↓↓↓

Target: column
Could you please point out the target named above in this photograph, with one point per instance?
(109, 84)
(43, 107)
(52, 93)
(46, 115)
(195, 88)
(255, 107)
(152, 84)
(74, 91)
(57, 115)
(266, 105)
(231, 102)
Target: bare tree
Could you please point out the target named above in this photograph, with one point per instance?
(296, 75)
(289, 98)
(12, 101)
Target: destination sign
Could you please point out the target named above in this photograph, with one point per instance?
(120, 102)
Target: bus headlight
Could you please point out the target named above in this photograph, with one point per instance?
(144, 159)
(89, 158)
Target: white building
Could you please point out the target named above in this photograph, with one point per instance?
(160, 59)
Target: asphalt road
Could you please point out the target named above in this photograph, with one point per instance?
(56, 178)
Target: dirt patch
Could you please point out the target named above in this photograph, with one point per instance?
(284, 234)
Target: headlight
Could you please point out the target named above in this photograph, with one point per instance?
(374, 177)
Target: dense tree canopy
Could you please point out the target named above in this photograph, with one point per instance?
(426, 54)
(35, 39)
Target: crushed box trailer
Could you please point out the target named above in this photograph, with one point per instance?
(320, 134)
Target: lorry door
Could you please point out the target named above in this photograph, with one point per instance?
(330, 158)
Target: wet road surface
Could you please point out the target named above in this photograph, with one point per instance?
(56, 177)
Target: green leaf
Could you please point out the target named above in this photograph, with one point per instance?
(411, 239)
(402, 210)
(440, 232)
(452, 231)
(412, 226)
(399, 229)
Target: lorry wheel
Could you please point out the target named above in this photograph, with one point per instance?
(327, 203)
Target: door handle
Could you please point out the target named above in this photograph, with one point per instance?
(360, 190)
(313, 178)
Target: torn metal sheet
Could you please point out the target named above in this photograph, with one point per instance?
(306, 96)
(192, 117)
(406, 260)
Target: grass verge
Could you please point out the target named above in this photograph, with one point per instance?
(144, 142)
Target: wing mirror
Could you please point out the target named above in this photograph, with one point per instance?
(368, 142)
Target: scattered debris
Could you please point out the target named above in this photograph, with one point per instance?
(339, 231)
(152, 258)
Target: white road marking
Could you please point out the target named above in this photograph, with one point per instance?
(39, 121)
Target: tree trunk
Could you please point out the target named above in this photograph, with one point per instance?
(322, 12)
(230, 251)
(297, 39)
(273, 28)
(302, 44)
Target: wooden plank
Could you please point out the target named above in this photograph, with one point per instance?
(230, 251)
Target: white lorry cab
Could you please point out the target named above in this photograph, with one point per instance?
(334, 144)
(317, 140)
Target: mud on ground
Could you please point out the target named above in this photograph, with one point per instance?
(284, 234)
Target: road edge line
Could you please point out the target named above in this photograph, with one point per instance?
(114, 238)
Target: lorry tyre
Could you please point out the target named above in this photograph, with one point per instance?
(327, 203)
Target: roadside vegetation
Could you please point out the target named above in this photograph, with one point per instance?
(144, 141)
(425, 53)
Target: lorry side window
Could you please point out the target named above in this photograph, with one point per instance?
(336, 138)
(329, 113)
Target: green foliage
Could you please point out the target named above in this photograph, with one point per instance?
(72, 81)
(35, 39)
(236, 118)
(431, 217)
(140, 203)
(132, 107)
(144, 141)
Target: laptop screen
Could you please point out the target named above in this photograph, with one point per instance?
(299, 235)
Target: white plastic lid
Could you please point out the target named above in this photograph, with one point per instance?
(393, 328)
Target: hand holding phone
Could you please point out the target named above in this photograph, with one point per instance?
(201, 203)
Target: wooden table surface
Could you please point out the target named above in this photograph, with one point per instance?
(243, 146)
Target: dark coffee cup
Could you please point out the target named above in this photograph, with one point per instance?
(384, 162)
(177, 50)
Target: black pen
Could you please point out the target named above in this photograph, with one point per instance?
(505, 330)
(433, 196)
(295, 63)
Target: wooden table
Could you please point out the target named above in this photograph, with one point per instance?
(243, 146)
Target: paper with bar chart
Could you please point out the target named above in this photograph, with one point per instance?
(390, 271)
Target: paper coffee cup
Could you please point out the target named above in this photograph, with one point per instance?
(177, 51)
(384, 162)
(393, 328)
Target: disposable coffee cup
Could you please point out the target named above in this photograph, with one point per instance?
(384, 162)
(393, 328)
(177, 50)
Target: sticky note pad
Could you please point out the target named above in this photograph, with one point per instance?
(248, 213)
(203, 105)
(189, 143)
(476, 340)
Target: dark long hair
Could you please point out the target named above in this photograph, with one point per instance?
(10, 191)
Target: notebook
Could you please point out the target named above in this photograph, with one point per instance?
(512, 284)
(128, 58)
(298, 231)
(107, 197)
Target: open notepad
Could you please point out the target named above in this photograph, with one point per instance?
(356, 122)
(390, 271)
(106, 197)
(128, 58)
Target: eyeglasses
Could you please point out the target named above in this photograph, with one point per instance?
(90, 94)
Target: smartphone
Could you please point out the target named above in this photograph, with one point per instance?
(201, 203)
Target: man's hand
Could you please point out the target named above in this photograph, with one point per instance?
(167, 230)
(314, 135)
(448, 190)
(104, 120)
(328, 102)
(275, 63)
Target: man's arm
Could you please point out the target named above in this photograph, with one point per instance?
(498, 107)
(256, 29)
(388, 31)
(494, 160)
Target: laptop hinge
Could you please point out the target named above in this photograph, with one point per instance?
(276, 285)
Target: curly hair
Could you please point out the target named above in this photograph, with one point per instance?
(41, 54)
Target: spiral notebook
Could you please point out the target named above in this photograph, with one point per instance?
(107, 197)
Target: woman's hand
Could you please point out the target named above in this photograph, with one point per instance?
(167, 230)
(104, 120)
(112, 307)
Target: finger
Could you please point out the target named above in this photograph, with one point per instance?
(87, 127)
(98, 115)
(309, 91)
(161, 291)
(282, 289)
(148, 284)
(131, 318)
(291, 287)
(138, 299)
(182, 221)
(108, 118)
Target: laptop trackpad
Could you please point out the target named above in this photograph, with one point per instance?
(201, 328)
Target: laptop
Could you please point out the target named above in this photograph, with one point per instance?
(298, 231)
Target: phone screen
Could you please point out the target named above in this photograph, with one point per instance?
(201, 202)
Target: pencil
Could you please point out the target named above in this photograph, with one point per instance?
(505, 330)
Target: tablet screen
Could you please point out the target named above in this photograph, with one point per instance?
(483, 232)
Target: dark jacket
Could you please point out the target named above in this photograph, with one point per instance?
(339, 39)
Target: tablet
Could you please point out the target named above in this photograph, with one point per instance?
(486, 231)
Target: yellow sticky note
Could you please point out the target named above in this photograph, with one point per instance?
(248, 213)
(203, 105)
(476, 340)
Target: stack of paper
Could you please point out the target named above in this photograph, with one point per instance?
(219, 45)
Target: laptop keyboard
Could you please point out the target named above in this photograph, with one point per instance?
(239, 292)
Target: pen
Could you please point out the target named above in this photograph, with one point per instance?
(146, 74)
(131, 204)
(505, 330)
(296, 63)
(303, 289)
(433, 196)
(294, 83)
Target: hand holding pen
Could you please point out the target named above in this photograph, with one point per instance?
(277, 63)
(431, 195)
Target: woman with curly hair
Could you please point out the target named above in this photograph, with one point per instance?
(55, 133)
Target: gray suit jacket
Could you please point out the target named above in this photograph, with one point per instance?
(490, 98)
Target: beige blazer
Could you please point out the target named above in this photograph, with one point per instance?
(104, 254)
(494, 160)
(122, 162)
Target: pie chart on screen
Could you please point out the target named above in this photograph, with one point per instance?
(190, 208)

↑↑↑

* **TASK DETAILS**: Your task is to print the whole listing again exactly.

* **EXPECTED ANSWER**:
Target: column
Could you please point out the target named above in this photograph, with one point per instance?
(109, 84)
(43, 107)
(52, 93)
(46, 115)
(195, 88)
(255, 107)
(152, 84)
(74, 91)
(57, 115)
(266, 105)
(231, 102)
Target: bare tree
Could you please point out the target named above in this photograph, with one point per instance?
(296, 75)
(289, 98)
(12, 101)
Target: destination sign
Could you please point out the target named above in this photograph, with one point per instance?
(120, 102)
Target: bus headlight
Could you please point out the target named above in this photograph, with one point per instance?
(144, 159)
(89, 158)
Target: white building
Could you please point out the target named above in this photograph, with one point per instance?
(160, 59)
Target: asphalt road
Could you please point out the target named above in this photograph, with one point per instance?
(56, 178)
Target: dirt patch
Could you please point out the target named above in this photograph, with one point per instance?
(284, 234)
Target: headlight
Could you please point out the target named above in this photograph, with one point per instance?
(374, 177)
Target: dense tree canopy
Could you please point out the target named above in this photograph, with one point per instance?
(426, 54)
(35, 39)
Target: crushed box trailer
Could you please point out the target named above in this photograph, with one point per instance?
(320, 134)
Target: lorry door
Could you please point out the target named above in this photograph, with one point per instance?
(330, 158)
Target: wet road surface
Could you please point out the target named above in this photograph, with one point per instance?
(56, 177)
Target: green leaf
Could you please point out the target named above in this photograph, with one point per instance?
(411, 239)
(402, 210)
(440, 232)
(452, 231)
(412, 226)
(399, 229)
Target: lorry wheel
Could you please point out the target named above in this photograph, with one point per instance?
(327, 203)
Target: door handle
Could you please point out the target named above in this photograph, with one point per instance?
(360, 190)
(313, 178)
Target: torn metal sheet
Could you please point out the target named above in this photograph, with one point per instance?
(306, 96)
(192, 117)
(406, 260)
Target: grass verge
Could you please point out the target named above in this photograph, with one point per instance?
(144, 142)
Target: wing mirror
Could you please point out the target named above in this photograph, with one point per instance?
(368, 142)
Target: scattered debris
Could you please point out the target named above in this photograph, with one point per instance?
(339, 231)
(152, 258)
Target: white road marking
Could you please point out the target named above in this photograph, with one point per instance?
(39, 121)
Target: tree trunk
Could you please point out the target named above in this photograph, with one point per instance?
(322, 12)
(230, 251)
(297, 39)
(273, 28)
(302, 44)
Target: wooden plank
Could you please point out the target named above in this photograph, with one point per instance?
(230, 251)
Target: white lorry cab
Could you please point out the target named above in this photograph, with one point per instance?
(334, 144)
(317, 140)
Target: mud on ground
Could you please point out the target named above in this photograph, with one point per instance?
(284, 234)
Target: road edge line
Could you please point out the target named above in this photograph, with one point per instance?
(114, 238)
Target: lorry tyre
Could you please point out the target named above in this photograph, with one point per instance?
(327, 203)
Target: roadside vegetation
Could you please point out the target named above in this photograph, with one point per instance?
(144, 141)
(425, 53)
Target: lorry side window
Could you please point out the target named above in this photograph, with one point per instance?
(336, 138)
(329, 113)
Target: green foliage
Could you please point out the target named above in this photograph, with one point per instance?
(72, 81)
(35, 39)
(236, 118)
(431, 217)
(140, 203)
(132, 107)
(144, 141)
Target: laptop screen
Could you please point out the target named above in this photograph, with one point per instance?
(299, 235)
Target: white plastic lid
Could you please point out the target named above in this photograph, with one point per instance?
(393, 328)
Target: hand holding phone
Could you please point out the target named above in this photograph, with one point per instance?
(201, 203)
Target: wooden table surface
Could you please point out the target named above in this photograph, with one point per instance?
(243, 146)
Target: dark coffee cup
Could you please point out the target named above in this photograph, with one point per instance?
(384, 162)
(177, 50)
Target: black pen
Could you please point out the target named above in this photograph, with one point per instance?
(505, 330)
(433, 196)
(295, 63)
Target: wooden table
Could you please point out the target named above in this photograph, with one point per instance?
(243, 146)
Target: paper with bar chart
Could you please point out the target named above in this photograph, with one point per instance?
(390, 271)
Target: paper coffee cup
Could you please point out the target named above in this photograph, with one point per instance?
(177, 51)
(384, 162)
(393, 328)
Target: disposable coffee cup
Could you please point out the target named above in this photograph, with one point per instance?
(384, 162)
(393, 328)
(177, 50)
Target: sticky note pad
Could you please point out the target named above in this photograph, with one point per instance?
(248, 213)
(203, 105)
(189, 143)
(476, 340)
Target: dark long hair
Could you please point out the target named above in this photograph, with one point per instance?
(10, 191)
Target: notebook
Could you please point out the target named above in this photograph, with one point per instance?
(512, 284)
(128, 58)
(298, 231)
(107, 197)
Target: open notepad
Could you please point out the target named above in this photograph, with one point per instance?
(356, 122)
(390, 271)
(106, 197)
(128, 58)
Target: eyeglasses
Could you please point out the target named above in this photograph, with one point per instance?
(90, 94)
Target: smartphone
Could you please point out the target named above in this photograph, with one point per instance?
(201, 203)
Target: man's hand
Could you please point out the target named above in this photograph, with one point per instance?
(167, 230)
(314, 135)
(448, 190)
(104, 120)
(328, 102)
(275, 63)
Target: man's arm
Could you please point out the target named above in this photograph, with one point per instance?
(498, 107)
(256, 29)
(388, 31)
(494, 160)
Target: laptop hinge
Could you please point out the target named above in this photograph, with one point per instance?
(276, 285)
Target: curly hair
Could you please point out the target named above in this photograph, with one point per instance?
(41, 54)
Target: spiral notebook
Could you please point out the target named above in this photograph, with one point per instance?
(107, 197)
Target: woman's hand
Could you please point out the target named above in this photograph, with one point per instance?
(167, 230)
(104, 120)
(112, 307)
Target: finger
Could you please point out the target named above in this photograph, with one point per instance?
(87, 127)
(98, 115)
(309, 91)
(161, 291)
(282, 289)
(148, 284)
(131, 318)
(291, 287)
(138, 299)
(182, 221)
(108, 118)
Target: laptop trackpad
Could you please point out the target named above in this photograph, with one point per instance?
(201, 328)
Target: laptop
Could you please point out the target named above in this photograph, with one point per instance?
(298, 231)
Target: phone screen
Could you please point out the target named above in this photograph, with one point per instance?
(201, 202)
Target: pencil
Could you please point out the target named above in this photograph, with one point per instance?
(505, 330)
Target: tablet screen
Could you please point out the target named above in this photograph, with one point per instance?
(483, 232)
Target: dark jacket
Could you please point out the target named above in this photograph, with one point per instance?
(339, 39)
Target: tablet
Could you please point out the target named above in this photograph, with one point per instance?
(486, 231)
Target: yellow sticky note
Could you please point out the target named above in this photograph, with one point per instance?
(248, 213)
(203, 105)
(476, 340)
Target: stack of paper
Could you please point out the target named above in this photograph, with one point per instance?
(219, 45)
Target: laptop keyboard
Could you please point out the target named above in this photograph, with one point per instance?
(239, 292)
Target: pen
Could you please point out the target named above in this photograph, with one point per instance?
(146, 74)
(131, 204)
(505, 330)
(296, 63)
(303, 289)
(433, 196)
(294, 83)
Target: hand holding pen
Could you please point out the target named above in this photograph, with one point per instance?
(277, 63)
(431, 195)
Target: woman with curly hair
Could you please point out the target named above in this photograph, with one point per instance?
(55, 133)
Target: gray suit jacket
Could you please point out the target named above in this photograph, with one point per instance?
(490, 98)
Target: beige blazer
Could you please point out the target named above in this photograph, with one point per instance?
(104, 254)
(494, 160)
(122, 162)
Target: pie chart on screen
Could you please point out the target named above in this photograph, with one point per instance?
(190, 208)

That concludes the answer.